>> Start Passage to read
How to display two data table in one php?? But it ony come out a table record

I'm trying to put two table record into one PHP, but it only views one of the records when including both PHP file?
another file when echo will become an undefined index.
Main.php
<?php
include"Location.php";
include"Fullname.php";
?>
<html>
<head>
<table id ="table">
<tr>
<th>Customer Name</th>
<th>Location From</th>
<th>Location To</th>
<th>Departure Date</th>
<th>Return Date</th>
<th>Travel</th>
</tr>
<?php
if(isset($result ) && !empty($result )){
while($row = $result->fetch_assoc()){
echo "
<tr>
<td>{$row['Fullname']}</td>}}
<td>{$row['LocationFrom']}</td>
<td>{$row['LocationTo']}</td>
</tr>\n";
}
}
?>
</table>
</body>
</html>
Location.php
<?php
$user=filter_input(INPUT_POST,'user');
$fn=filter_input(INPUT_POST,'fn');
$email=filter_input(INPUT_POST,'email');
$ps=filter_input(INPUT_POST,'ps');
$rps=filter_input(INPUT_POST,'rps');
$from=filter_input(INPUT_POST,'from');
$to=filter_input(INPUT_POST,'to');
$departure=filter_input(INPUT_POST,'departure');
$return=filter_input(INPUT_POST,'return');
$flight=filter_input(INPUT_POST,'flight');
$servername="localhost";
$dbusername="root";
$dbpassword="";
$dbname="register";
$conn=new mysqli($servername,$dbusername,$dbpassword,$dbname);
if(mysqli_connect_errno()){
die('Connection Error('. mysqli_connect_errno() .')'. mysqli_connect_error());
}
else{
$sql = "SELECT * FROM booking";
$result = mysqli_query($conn,$sql);
mysqli_close($conn);
}
?>
Fullname.php
<?php
$user=filter_input(INPUT_POST,'user');
$fn=filter_input(INPUT_POST,'fn');
$email=filter_input(INPUT_POST,'email');
$ps=filter_input(INPUT_POST,'ps');
$rps=filter_input(INPUT_POST,'rps');
$from=filter_input(INPUT_POST,'from');
$to=filter_input(INPUT_POST,'to');
$departure=filter_input(INPUT_POST,'departure');
$return=filter_input(INPUT_POST,'return');
$flight=filter_input(INPUT_POST,'flight');
$servername="localhost";
$dbusername="root";
$dbpassword="";
$dbname="register";
$conn=new mysqli($servername,$dbusername,$dbpassword,$dbname);
if(mysqli_connect_errno()){
die('Connection Error('. mysqli_connect_errno() .')'. mysqli_connect_error());
}
else{
$sql = "SELECT Fullname FROM useraccount";
$result = mysqli_query($conn,$sql);
mysqli_close($conn);
}
?>
Why it comes out the data only one table?? When have include "FullName.php" and included "Location.php", it only displays fullname.php data only.
Picture with only one record

It is only showing one table because you are overridding the value.
>> End Passage to read
>> Start Provided information
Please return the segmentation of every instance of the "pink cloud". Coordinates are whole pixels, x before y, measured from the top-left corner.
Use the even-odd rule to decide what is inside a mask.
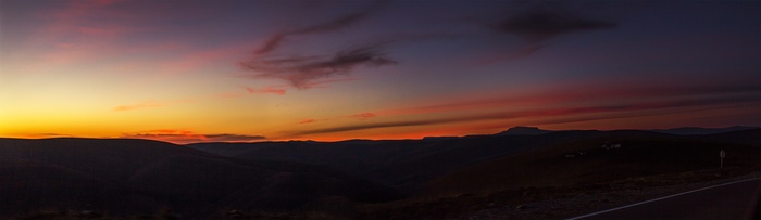
[[[249,134],[201,134],[189,130],[182,129],[159,129],[149,130],[136,133],[122,134],[121,138],[129,139],[151,139],[158,141],[166,141],[177,144],[196,143],[196,142],[251,142],[261,141],[266,138],[263,135]]]
[[[299,124],[311,124],[314,121],[315,121],[315,119],[303,119],[303,120],[299,121]]]
[[[352,115],[350,117],[359,118],[359,119],[367,119],[367,118],[375,117],[375,114],[373,114],[373,113],[360,113],[357,115]]]
[[[248,93],[254,93],[254,94],[277,94],[277,95],[284,95],[286,93],[286,89],[283,88],[275,88],[275,87],[267,87],[264,89],[253,89],[246,87],[246,91]]]

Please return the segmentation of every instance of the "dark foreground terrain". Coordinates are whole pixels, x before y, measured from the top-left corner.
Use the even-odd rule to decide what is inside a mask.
>> End Provided information
* **Exercise tasks**
1. List every column heading defined in the header row of the table in the PHP thread about displaying two tables.
2. Continue the PHP thread about showing two tables on one page, starting right after its final sentence.

* **Answers for this exercise**
1. Customer Name, Location From, Location To, Departure Date, Return Date, Travel

2.
for example, This is what you are doing
file1.php
a = 3
file2.php
a = 4
So when you include both files. file2.php will override the value of file1.php
so what you need to do is set file2.php's a variable to a different name. So ...
b = 4
And now you will have both values 3 and 4 just in different variables.
In your case just do this
Main.php
<?php
result = []
include"Location.php";
include"Fullname.php";
?>
<html>
<head>
<table id ="table">
<tr>
<th>Customer Name</th>
<th>Location From</th>
<th>Location To</th>
<th>Departure Date</th>
<th>Return Date</th>
<th>Travel</th>
</tr>
<?php
if(isset($result ) && !empty($result )){
while($location_row = $result[0]->fetch_assoc() and $fullname_row = $result[1]->fetch_assoc()){
echo "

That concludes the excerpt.